TASK DETAILS: Make an exact copy of all the data, pictures excluded.

** Opening RAW DATA block **

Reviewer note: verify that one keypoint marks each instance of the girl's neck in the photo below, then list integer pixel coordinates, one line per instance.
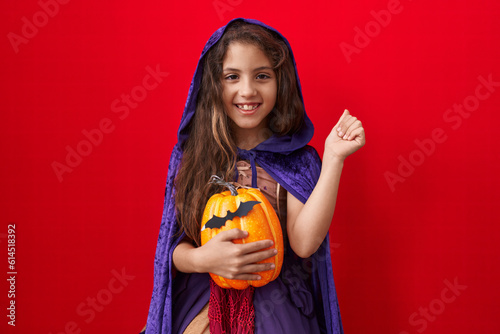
(247, 139)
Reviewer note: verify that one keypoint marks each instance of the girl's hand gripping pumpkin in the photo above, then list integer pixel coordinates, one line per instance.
(222, 257)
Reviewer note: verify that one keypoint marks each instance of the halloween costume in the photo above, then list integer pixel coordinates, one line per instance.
(303, 298)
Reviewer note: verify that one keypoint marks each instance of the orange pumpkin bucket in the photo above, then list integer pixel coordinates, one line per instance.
(248, 210)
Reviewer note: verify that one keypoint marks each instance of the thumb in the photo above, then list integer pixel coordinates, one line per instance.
(234, 233)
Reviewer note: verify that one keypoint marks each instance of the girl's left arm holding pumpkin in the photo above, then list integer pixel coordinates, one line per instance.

** Closing RAW DATA block **

FINAL ANSWER:
Reviewer note: verify that one keypoint marks each instance of the girl's neck in the photo below, then list integer pixel coordinates, one line per instance.
(247, 139)
Reviewer note: verify that one keypoint marks each instance of the girl's hand gripping pumpkin in the photo above, then list integer pixel coordinates, one line per instance.
(222, 257)
Reviewer note: verify that one keypoint marks each instance of the halloween costume in the photo above, then list integer pixel coordinates, one line per instance.
(303, 298)
Reviewer note: verify that one keypoint marks each instance of the orange pumpkin bucket in the photo above, then list integer pixel coordinates, one line per instance.
(248, 210)
Reviewer note: verify that one keypoint marks each instance of the thumb in the photo above, then list integer pixel coordinates, one line per instance.
(234, 233)
Reviewer note: verify that one keypoint marks each instance of the girl's left arm holding pumpkin in the photo above, then list integer pixel coordinates, one line per instance.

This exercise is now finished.